-- SUPPLIED RECORDS follows --

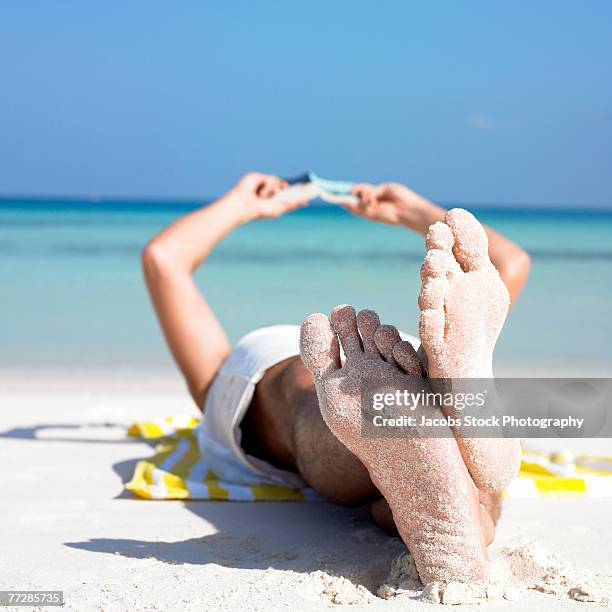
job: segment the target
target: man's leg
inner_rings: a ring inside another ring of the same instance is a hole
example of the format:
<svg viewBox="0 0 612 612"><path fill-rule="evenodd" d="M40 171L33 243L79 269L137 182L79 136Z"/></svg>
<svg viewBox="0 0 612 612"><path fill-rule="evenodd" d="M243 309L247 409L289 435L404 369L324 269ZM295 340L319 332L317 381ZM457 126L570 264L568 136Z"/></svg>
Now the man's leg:
<svg viewBox="0 0 612 612"><path fill-rule="evenodd" d="M336 504L361 505L379 497L363 463L323 420L316 393L304 395L296 408L293 442L302 478Z"/></svg>

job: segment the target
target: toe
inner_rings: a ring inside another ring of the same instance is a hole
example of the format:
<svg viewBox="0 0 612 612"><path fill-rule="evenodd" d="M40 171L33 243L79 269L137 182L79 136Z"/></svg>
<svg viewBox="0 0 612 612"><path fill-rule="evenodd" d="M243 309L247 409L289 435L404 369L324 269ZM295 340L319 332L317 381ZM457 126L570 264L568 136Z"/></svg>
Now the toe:
<svg viewBox="0 0 612 612"><path fill-rule="evenodd" d="M425 238L425 247L427 250L440 249L441 251L450 253L453 250L454 244L455 237L446 223L436 221L429 227L427 238Z"/></svg>
<svg viewBox="0 0 612 612"><path fill-rule="evenodd" d="M331 312L331 324L340 338L344 354L349 357L361 353L361 339L357 331L357 317L352 306L336 306Z"/></svg>
<svg viewBox="0 0 612 612"><path fill-rule="evenodd" d="M423 376L421 361L408 340L400 340L395 343L393 357L395 357L395 361L397 361L400 368L409 376Z"/></svg>
<svg viewBox="0 0 612 612"><path fill-rule="evenodd" d="M324 314L312 314L302 323L300 355L315 378L322 378L340 367L338 337Z"/></svg>
<svg viewBox="0 0 612 612"><path fill-rule="evenodd" d="M440 249L427 251L421 266L421 280L432 277L451 280L458 274L461 274L461 268L451 253Z"/></svg>
<svg viewBox="0 0 612 612"><path fill-rule="evenodd" d="M374 332L374 342L376 348L380 354L390 364L395 364L395 358L393 357L393 347L400 341L399 332L393 325L379 325L378 329Z"/></svg>
<svg viewBox="0 0 612 612"><path fill-rule="evenodd" d="M449 286L445 278L426 278L419 294L419 308L444 308L444 298Z"/></svg>
<svg viewBox="0 0 612 612"><path fill-rule="evenodd" d="M453 208L444 220L455 238L453 253L465 272L492 265L487 234L474 215L462 208Z"/></svg>
<svg viewBox="0 0 612 612"><path fill-rule="evenodd" d="M436 223L430 228L428 242L442 248L430 248L421 266L419 335L428 357L437 355L443 347L446 294L450 281L463 274L451 251L450 228L445 226L447 229L444 230L443 225Z"/></svg>
<svg viewBox="0 0 612 612"><path fill-rule="evenodd" d="M444 310L427 308L421 310L419 336L428 357L439 354L444 344Z"/></svg>
<svg viewBox="0 0 612 612"><path fill-rule="evenodd" d="M378 354L378 349L374 343L374 332L380 325L380 319L373 310L360 310L357 313L357 327L361 334L363 350L366 353Z"/></svg>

-- SUPPLIED RECORDS concluded --

* REQUIREMENT *
Every record must be set down again exactly; pictures do not belong in the copy.

* RESPONSE AREA *
job: segment the target
target: man's leg
inner_rings: a ring inside another ring of the same instance is a hole
example of the format:
<svg viewBox="0 0 612 612"><path fill-rule="evenodd" d="M40 171L33 243L79 269L137 182L79 136Z"/></svg>
<svg viewBox="0 0 612 612"><path fill-rule="evenodd" d="M243 309L247 409L289 435L404 369L324 269ZM295 340L319 332L317 381ZM457 126L570 264L568 136Z"/></svg>
Now the man's leg:
<svg viewBox="0 0 612 612"><path fill-rule="evenodd" d="M336 504L361 505L379 497L363 463L323 420L316 393L304 395L296 408L293 442L302 478Z"/></svg>

job: segment the target
target: toe
inner_rings: a ring inside another ring of the same instance is a hole
example of the format:
<svg viewBox="0 0 612 612"><path fill-rule="evenodd" d="M40 171L33 243L79 269L137 182L79 136Z"/></svg>
<svg viewBox="0 0 612 612"><path fill-rule="evenodd" d="M243 309L247 409L289 435L404 369L324 269ZM295 340L319 332L317 381ZM457 126L570 264L568 136Z"/></svg>
Now the toe:
<svg viewBox="0 0 612 612"><path fill-rule="evenodd" d="M425 238L425 247L427 250L440 249L441 251L450 253L453 250L454 244L455 237L446 223L436 221L429 227L427 238Z"/></svg>
<svg viewBox="0 0 612 612"><path fill-rule="evenodd" d="M331 312L331 324L340 338L344 354L349 357L361 353L361 339L357 331L357 317L352 306L336 306Z"/></svg>
<svg viewBox="0 0 612 612"><path fill-rule="evenodd" d="M423 376L421 361L408 340L400 340L395 343L393 357L395 357L395 361L397 361L400 368L409 376Z"/></svg>
<svg viewBox="0 0 612 612"><path fill-rule="evenodd" d="M324 314L312 314L302 323L300 355L315 378L322 378L340 367L338 337Z"/></svg>
<svg viewBox="0 0 612 612"><path fill-rule="evenodd" d="M440 249L427 251L421 266L421 280L432 277L451 280L458 274L461 274L461 268L451 253Z"/></svg>
<svg viewBox="0 0 612 612"><path fill-rule="evenodd" d="M374 332L374 342L376 348L380 354L390 364L395 364L395 358L393 357L393 347L400 341L399 332L393 325L379 325L378 329Z"/></svg>
<svg viewBox="0 0 612 612"><path fill-rule="evenodd" d="M449 286L445 278L426 278L419 294L419 308L444 308L444 298Z"/></svg>
<svg viewBox="0 0 612 612"><path fill-rule="evenodd" d="M453 208L444 220L455 238L453 253L465 272L492 265L487 234L474 215L462 208Z"/></svg>
<svg viewBox="0 0 612 612"><path fill-rule="evenodd" d="M436 223L430 228L428 242L442 248L430 248L421 266L419 335L428 357L437 355L443 347L446 294L450 281L463 274L451 251L450 228L445 226L447 229L444 230L443 225Z"/></svg>
<svg viewBox="0 0 612 612"><path fill-rule="evenodd" d="M444 310L427 308L421 310L419 336L428 357L439 354L444 344Z"/></svg>
<svg viewBox="0 0 612 612"><path fill-rule="evenodd" d="M378 354L378 349L374 343L374 332L380 325L380 319L373 310L360 310L357 313L357 327L361 334L363 350L366 353Z"/></svg>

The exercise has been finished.